Point-per-instance localization data:
%%
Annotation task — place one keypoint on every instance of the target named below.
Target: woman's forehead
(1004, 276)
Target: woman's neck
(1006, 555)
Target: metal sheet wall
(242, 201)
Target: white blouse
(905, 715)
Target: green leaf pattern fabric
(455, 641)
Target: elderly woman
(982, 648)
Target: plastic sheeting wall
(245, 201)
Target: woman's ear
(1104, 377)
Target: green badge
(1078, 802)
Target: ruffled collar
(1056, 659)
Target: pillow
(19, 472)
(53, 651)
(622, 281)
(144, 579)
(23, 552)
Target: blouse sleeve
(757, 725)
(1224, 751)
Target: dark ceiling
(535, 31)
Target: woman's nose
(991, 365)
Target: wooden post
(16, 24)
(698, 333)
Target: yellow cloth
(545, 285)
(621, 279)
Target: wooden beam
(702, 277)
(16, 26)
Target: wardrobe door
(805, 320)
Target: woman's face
%%
→ **Exercise description**:
Copy each record above so that no word or mark differs.

→ **Expected answer**:
Annotation task — place one keypoint on every instance of the target named below.
Target: woman's forehead
(1004, 276)
Target: woman's neck
(1006, 555)
Target: metal sheet wall
(242, 201)
Target: white blouse
(905, 715)
Target: green leaf pattern fabric
(455, 641)
Target: elderly woman
(982, 648)
Target: plastic sheeting wall
(245, 201)
Target: woman's ear
(1104, 377)
Target: green badge
(1078, 802)
Target: ruffled collar
(1056, 659)
Target: pillow
(19, 472)
(53, 651)
(622, 281)
(144, 579)
(23, 552)
Target: blouse sleeve
(757, 725)
(1224, 751)
Target: dark ceiling
(535, 31)
Target: woman's nose
(991, 365)
Target: wooden post
(16, 24)
(698, 333)
Target: yellow cloth
(545, 285)
(621, 279)
Target: wooden beam
(702, 277)
(16, 26)
Target: wardrobe door
(805, 320)
Target: woman's face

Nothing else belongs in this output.